[Work task 1]
In the bug report, what importance level is given to the bug in Mirantis OpenStack?
[Work task 2]
Copy from the bug report the stretch from "Bug Description" through "e_type_error(s_func)".

[10.0][BVT] object-storage service is down on one of the nodes

Bug #1625227 reported by Roman Podoliaka
6
This bug affects 1 person
Affects Status Importance Assigned to Milestone
Mirantis OpenStack
Confirmed
High
MOS Ceph

Bug Description

One of the recent builds of 10.0 community BVT (https://ci.fuel-infra.org/job/10.0-community.main.ubuntu.bvt_2/618/) failed with:

======================================================================
FAIL: Deploy ceph HA with RadosGW for objects
----------------------------------------------------------------------
Traceback (most recent call last):
  File "/home/jenkins/venv-nailgun-tests-2.9/local/lib/python2.7/site-packages/proboscis/case.py", line 296, in testng_method_mistake_capture_func
    compatability.capture_type_error(s_func)
  File "/home/jenkins/venv-nailgun-tests-2.9/local/lib/python2.7/site-packages/proboscis/compatability/exceptions_2_6.py", line 27, in capture_type_error
    func()
  File "/home/jenkins/venv-nailgun-tests-2.9/local/lib/python2.7/site-packages/proboscis/case.py", line 350, in func
    func(test_case.state.get_state())
  File "/home/jenkins/workspace/10.0-community.main.ubuntu.bvt_2/fuelweb_test/helpers/decorators.py", line 120, in wrapper
    result = func(*args, **kwargs)

[Listed entries]

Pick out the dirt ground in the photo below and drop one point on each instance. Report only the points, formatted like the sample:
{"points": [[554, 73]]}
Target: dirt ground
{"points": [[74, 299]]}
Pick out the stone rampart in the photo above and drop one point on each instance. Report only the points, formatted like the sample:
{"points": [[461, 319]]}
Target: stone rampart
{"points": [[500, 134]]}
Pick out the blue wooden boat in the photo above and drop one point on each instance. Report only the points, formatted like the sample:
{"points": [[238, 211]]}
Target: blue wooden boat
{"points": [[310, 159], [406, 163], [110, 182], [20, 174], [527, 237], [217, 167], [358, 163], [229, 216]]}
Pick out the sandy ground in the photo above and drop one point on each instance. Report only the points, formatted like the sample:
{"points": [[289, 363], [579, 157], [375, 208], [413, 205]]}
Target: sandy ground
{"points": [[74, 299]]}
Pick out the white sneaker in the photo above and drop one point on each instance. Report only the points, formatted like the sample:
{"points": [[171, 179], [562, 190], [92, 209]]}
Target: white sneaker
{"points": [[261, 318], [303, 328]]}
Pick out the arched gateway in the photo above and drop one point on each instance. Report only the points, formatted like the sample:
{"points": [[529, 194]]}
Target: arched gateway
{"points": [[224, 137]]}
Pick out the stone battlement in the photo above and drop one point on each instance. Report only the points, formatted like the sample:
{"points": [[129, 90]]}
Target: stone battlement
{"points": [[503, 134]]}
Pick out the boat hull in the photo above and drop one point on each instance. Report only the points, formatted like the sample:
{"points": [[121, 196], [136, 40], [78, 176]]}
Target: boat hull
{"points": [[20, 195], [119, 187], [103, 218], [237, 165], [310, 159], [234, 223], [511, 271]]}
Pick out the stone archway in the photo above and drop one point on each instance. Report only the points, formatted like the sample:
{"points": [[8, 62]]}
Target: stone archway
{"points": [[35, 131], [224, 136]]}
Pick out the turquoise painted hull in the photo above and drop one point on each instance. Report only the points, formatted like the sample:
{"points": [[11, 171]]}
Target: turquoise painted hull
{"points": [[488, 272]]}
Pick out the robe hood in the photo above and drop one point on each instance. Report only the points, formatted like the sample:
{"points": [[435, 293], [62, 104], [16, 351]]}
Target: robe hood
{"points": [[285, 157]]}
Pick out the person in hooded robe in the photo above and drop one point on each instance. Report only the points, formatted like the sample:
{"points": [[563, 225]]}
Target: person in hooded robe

---

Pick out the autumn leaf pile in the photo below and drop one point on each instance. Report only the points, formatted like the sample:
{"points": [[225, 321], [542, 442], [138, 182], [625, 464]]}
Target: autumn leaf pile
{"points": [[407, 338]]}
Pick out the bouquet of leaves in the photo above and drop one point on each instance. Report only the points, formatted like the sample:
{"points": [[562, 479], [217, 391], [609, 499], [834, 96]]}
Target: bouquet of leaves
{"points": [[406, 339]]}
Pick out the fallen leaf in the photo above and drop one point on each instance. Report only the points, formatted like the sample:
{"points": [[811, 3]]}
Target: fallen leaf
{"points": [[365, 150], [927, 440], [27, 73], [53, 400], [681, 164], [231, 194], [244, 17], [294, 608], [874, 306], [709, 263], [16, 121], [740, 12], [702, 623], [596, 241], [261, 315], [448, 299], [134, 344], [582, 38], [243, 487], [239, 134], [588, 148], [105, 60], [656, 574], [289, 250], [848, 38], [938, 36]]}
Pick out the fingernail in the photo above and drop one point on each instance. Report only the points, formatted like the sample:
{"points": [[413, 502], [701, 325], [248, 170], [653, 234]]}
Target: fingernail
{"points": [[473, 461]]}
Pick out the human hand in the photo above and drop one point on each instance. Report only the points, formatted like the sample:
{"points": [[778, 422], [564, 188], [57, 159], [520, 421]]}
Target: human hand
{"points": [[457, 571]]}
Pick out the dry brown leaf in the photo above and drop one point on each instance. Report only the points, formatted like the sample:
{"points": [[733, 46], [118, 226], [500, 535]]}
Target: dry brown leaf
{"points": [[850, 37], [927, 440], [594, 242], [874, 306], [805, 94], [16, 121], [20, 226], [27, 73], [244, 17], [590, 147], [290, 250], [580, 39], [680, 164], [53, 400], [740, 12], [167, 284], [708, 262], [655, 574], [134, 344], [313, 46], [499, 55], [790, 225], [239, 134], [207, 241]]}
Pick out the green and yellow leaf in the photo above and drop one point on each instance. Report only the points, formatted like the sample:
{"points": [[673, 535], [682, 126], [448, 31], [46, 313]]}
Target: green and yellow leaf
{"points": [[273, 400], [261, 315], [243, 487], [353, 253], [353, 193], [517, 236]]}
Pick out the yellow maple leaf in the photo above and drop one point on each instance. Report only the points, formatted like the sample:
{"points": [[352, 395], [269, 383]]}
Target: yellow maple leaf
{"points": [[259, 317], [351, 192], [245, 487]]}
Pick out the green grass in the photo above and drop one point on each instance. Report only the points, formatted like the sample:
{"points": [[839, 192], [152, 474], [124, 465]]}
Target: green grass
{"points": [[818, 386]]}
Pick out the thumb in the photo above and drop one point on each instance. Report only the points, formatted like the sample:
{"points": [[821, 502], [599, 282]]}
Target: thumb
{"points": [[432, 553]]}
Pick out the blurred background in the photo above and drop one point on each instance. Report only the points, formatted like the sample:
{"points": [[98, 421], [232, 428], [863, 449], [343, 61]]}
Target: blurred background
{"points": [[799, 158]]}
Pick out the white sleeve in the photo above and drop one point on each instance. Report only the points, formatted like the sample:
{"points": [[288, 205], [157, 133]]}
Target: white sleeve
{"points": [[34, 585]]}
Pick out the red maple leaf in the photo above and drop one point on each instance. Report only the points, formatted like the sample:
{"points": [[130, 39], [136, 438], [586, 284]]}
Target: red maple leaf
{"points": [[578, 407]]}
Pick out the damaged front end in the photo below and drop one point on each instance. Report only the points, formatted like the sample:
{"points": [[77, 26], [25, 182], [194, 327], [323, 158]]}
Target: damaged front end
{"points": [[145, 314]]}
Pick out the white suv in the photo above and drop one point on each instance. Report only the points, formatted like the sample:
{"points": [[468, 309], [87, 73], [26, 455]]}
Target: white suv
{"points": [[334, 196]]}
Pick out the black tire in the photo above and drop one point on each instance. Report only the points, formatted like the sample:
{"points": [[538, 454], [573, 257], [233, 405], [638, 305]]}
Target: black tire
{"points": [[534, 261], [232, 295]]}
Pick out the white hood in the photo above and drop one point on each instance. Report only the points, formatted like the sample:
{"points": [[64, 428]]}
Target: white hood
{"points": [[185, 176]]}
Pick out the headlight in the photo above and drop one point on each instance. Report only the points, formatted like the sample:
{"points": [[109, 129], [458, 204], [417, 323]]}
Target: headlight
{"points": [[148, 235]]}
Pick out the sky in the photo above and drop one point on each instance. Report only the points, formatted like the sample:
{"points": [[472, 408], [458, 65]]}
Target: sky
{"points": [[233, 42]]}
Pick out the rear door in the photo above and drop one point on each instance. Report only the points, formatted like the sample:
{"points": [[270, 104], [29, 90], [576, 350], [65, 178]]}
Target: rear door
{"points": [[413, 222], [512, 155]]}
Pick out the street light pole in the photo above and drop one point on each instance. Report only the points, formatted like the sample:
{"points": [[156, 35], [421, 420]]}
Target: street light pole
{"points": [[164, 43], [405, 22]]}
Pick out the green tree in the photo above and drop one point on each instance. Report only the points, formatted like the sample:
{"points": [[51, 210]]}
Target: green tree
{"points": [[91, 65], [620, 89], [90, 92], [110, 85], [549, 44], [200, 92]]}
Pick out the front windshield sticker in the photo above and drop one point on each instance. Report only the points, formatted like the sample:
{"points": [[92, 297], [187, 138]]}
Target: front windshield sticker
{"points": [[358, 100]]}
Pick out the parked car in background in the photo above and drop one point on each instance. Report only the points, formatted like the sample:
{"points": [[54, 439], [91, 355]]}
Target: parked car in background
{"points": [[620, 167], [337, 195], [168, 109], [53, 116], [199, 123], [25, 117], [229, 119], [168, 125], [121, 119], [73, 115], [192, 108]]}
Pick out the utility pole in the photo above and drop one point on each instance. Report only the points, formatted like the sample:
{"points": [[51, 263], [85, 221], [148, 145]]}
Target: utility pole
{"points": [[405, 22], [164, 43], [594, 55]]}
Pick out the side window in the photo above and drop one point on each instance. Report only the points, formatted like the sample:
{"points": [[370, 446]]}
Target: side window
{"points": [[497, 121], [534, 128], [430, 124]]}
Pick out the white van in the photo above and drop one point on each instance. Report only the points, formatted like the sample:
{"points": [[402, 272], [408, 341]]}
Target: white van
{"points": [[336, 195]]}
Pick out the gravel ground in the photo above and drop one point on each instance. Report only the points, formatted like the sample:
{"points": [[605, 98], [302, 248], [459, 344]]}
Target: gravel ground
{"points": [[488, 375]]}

* * *

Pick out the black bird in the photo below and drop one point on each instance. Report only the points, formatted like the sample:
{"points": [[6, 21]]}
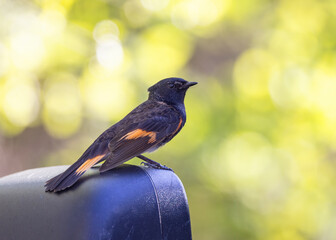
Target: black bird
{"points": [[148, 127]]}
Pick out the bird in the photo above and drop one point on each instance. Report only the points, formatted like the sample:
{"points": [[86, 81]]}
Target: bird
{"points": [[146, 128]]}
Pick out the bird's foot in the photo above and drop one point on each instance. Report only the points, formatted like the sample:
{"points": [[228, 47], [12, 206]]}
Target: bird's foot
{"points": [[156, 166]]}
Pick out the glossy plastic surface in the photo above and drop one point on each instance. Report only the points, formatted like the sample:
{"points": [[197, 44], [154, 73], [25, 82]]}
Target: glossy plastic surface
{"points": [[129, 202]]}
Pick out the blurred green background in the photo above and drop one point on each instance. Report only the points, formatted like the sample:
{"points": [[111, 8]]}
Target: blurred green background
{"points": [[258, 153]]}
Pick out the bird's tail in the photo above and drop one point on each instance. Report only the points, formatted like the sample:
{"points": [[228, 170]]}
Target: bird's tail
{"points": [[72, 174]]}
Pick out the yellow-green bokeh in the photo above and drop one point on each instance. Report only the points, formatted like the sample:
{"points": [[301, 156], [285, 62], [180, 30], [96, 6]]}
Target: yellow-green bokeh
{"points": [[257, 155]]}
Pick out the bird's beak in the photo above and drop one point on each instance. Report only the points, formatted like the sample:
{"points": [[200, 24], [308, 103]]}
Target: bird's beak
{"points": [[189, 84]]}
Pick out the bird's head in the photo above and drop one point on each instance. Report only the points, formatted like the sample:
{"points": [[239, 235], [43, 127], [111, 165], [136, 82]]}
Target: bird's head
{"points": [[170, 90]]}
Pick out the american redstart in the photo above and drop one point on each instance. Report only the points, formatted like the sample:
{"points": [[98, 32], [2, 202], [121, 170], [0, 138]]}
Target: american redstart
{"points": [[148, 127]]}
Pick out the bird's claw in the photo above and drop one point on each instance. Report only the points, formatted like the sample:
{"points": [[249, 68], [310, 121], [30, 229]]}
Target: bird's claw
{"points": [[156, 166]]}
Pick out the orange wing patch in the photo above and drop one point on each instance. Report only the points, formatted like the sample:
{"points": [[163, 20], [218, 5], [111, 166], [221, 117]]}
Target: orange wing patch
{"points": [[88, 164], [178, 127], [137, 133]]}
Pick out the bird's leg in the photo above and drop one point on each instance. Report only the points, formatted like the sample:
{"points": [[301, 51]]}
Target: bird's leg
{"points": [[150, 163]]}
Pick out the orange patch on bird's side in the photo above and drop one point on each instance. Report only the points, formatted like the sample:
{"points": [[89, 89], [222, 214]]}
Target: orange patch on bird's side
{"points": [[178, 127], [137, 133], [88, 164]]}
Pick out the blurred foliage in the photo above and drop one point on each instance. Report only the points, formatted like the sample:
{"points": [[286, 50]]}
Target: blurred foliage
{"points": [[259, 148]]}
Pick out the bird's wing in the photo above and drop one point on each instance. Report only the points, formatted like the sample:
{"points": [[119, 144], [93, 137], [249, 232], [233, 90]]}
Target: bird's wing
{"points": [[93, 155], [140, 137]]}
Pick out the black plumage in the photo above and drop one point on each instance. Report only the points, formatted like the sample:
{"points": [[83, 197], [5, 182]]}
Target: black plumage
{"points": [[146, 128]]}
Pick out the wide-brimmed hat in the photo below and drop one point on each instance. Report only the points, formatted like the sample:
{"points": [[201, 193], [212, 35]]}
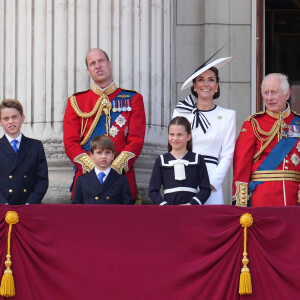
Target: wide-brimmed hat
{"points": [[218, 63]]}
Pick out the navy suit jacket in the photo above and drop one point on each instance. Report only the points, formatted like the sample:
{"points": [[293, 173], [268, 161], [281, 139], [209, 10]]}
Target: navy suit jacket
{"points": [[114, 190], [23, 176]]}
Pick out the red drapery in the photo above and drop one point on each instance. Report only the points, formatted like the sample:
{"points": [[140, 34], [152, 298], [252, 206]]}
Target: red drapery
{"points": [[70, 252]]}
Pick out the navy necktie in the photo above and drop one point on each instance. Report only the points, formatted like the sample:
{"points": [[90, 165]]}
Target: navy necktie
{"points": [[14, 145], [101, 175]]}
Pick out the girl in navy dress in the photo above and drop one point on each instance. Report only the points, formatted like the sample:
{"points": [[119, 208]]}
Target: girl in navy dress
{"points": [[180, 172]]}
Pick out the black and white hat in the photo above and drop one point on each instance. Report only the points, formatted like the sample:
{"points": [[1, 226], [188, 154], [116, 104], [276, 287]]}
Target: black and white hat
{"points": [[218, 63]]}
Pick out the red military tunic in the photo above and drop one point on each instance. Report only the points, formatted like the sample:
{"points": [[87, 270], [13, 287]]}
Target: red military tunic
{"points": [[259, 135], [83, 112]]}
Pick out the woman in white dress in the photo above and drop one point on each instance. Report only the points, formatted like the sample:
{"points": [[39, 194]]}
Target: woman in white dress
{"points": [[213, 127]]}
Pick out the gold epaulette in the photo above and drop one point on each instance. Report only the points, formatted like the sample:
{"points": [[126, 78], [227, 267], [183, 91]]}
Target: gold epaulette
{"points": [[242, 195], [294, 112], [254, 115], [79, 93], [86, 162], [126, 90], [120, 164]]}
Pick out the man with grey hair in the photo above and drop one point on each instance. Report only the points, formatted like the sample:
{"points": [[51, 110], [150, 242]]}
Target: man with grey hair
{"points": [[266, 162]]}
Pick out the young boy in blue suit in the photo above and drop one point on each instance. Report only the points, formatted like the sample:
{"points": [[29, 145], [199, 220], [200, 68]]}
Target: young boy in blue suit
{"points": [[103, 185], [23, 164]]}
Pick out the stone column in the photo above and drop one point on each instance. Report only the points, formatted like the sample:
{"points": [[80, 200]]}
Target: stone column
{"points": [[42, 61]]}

[Exercise answer 1]
High

[Exercise answer 2]
Bug Description

One of the recent builds of 10.0 community BVT (https://ci.fuel-infra.org/job/10.0-community.main.ubuntu.bvt_2/618/) failed with:

======================================================================
FAIL: Deploy ceph HA with RadosGW for objects
----------------------------------------------------------------------
Traceback (most recent call last):
  File "/home/jenkins/venv-nailgun-tests-2.9/local/lib/python2.7/site-packages/proboscis/case.py", line 296, in testng_method_mistake_capture_func
    compatability.capture_type_error(s_func)